» Work item
Give every line of the data again, exactly as it is written.

» Source material
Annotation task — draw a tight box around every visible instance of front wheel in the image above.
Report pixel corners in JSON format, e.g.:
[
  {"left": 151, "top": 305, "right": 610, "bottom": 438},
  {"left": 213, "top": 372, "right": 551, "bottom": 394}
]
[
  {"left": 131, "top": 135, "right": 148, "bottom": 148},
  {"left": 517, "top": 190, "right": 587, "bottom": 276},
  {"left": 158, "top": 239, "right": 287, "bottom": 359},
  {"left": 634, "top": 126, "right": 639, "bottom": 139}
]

» Exercise result
Annotation task — draw a tight box around every visible instance of front wheel in the image above.
Report pixel corners in JSON format, e.g.:
[
  {"left": 151, "top": 305, "right": 610, "bottom": 438},
  {"left": 213, "top": 372, "right": 551, "bottom": 394}
]
[
  {"left": 131, "top": 135, "right": 148, "bottom": 148},
  {"left": 517, "top": 190, "right": 587, "bottom": 276},
  {"left": 158, "top": 239, "right": 287, "bottom": 359},
  {"left": 634, "top": 126, "right": 639, "bottom": 139}
]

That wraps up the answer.